Trecho do documento:

Este último vem agora, ao abrigo do disposto no artigo 59.º do Código das Custas Judiciais, apresentar a seguinte reclamação de custas (cfr. fls. 15 a 17):
« I. Previamente:
1) À presente reclamação de custas é aplicável, salvo melhor opinião, o regime previsto no Código das Custas Judiciais, na medida em que o processo judicial se iniciou em 2008,
2) logo antes da entrada em vigor do Regulamento das Custas Processuais (Abril de 2009).
3) Uma vez mais, salvo melhor opinião, é o que resulta do disposto nos próprios arts. 26º e 27º do Regulamento das Custas Processuais.

Material fornecido:
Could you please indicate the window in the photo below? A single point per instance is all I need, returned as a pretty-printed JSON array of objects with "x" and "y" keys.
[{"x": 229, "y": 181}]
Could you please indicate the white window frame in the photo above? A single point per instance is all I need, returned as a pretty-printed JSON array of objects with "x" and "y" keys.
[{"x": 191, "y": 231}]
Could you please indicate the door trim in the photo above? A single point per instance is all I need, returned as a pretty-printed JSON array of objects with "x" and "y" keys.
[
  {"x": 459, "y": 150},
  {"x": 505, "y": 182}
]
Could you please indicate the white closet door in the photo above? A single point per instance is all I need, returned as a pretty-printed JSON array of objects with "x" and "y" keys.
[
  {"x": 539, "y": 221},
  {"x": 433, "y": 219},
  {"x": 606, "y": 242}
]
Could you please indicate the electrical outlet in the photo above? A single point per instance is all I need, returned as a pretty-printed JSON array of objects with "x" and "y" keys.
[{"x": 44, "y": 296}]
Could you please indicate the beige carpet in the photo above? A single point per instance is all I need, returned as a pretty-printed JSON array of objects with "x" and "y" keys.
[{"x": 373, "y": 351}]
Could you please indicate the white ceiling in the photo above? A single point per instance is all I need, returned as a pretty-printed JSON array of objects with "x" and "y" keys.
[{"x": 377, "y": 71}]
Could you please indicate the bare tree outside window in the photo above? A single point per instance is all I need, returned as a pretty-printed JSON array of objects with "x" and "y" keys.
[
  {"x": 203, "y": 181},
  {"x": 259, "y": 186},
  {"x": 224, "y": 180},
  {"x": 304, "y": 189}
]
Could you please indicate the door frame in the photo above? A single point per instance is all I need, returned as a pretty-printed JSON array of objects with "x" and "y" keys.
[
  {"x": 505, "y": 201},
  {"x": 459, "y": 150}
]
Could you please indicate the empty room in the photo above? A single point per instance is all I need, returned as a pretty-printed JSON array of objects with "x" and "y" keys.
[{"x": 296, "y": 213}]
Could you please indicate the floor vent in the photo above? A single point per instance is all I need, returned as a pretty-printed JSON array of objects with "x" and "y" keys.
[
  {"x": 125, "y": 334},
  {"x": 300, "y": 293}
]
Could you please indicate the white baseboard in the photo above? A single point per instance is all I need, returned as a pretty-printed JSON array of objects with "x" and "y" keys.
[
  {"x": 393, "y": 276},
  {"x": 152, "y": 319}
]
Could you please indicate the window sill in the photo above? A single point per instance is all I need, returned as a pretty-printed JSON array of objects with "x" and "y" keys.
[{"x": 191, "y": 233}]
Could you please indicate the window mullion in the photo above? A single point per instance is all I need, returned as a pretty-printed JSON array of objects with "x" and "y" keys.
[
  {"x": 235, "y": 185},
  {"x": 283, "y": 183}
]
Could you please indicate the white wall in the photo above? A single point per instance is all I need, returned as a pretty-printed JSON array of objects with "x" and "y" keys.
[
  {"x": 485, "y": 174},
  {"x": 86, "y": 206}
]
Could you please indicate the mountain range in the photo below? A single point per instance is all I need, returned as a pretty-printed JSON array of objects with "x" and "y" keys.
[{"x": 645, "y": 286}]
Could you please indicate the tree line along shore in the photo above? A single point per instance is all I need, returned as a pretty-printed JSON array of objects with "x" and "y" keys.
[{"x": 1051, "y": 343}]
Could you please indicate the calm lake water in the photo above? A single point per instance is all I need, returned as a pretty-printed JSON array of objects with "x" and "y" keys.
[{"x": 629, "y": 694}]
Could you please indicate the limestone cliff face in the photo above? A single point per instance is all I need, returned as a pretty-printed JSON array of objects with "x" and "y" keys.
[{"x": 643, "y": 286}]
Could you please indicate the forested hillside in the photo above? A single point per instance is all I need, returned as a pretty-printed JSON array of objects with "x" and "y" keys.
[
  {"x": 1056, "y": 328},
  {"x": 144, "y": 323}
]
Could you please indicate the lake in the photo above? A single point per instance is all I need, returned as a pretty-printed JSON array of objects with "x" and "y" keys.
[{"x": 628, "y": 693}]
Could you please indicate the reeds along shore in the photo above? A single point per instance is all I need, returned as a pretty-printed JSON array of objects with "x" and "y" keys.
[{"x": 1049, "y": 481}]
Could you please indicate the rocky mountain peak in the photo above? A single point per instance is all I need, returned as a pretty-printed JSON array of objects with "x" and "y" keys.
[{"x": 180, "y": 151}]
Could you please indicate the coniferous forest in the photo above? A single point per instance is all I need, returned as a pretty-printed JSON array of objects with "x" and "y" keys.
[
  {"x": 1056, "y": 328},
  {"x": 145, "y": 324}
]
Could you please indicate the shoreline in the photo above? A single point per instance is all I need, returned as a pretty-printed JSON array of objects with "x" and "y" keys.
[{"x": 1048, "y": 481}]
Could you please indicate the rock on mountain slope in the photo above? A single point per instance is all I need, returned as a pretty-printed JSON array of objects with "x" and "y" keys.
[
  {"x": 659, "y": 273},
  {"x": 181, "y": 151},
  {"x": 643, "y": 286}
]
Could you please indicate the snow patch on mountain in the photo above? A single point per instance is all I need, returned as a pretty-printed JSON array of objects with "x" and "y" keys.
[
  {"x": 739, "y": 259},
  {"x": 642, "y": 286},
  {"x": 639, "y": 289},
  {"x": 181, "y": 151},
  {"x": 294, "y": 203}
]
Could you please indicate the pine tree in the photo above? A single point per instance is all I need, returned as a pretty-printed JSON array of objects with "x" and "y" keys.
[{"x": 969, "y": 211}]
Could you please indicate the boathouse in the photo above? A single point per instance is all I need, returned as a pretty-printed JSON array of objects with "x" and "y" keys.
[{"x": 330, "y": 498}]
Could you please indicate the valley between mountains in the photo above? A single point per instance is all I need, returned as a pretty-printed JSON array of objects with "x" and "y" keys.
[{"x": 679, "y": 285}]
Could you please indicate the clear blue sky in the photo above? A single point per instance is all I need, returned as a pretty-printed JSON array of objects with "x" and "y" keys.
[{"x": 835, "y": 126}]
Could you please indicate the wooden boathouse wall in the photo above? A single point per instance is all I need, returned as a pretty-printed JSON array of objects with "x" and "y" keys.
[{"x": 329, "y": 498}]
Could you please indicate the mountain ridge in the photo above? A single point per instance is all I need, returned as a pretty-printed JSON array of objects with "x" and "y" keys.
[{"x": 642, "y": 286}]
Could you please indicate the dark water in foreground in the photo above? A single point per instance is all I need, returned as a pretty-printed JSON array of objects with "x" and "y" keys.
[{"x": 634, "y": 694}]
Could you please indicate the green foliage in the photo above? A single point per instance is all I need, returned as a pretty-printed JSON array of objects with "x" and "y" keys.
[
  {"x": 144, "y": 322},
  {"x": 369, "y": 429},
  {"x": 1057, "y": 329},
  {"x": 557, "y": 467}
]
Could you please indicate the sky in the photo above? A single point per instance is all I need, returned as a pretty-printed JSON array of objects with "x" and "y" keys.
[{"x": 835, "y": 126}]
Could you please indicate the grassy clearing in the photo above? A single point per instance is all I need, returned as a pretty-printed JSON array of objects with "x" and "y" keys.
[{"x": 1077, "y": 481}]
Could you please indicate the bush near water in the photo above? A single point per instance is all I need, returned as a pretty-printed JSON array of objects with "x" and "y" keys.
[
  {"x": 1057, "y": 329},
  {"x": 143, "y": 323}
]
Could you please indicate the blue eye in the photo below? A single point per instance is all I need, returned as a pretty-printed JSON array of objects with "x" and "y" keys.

Requisito:
As afirmações abaixo estão de acordo com o trecho do documento? Para cada uma, responda sim ou não e cite literalmente as palavras do trecho que o decidem.
1. A reclamação de custas é apresentada ao abrigo do artigo 59.º do Código das Custas Judiciais.
2. O processo judicial iniciou-se depois da entrada em vigor do Regulamento das Custas Processuais.
3. São invocados os arts. 26º e 27º do Regulamento das Custas Processuais.

Resposta à tarefa:
1. Sim: "ao abrigo do disposto no artigo 59.º do Código das Custas Judiciais, apresentar a seguinte reclamação de custas".
2. Não: "o processo judicial se iniciou em 2008," e "logo antes da entrada em vigor do Regulamento das Custas Processuais (Abril de 2009)".
3. Sim: "é o que resulta do disposto nos próprios arts. 26º e 27º do Regulamento das Custas Processuais".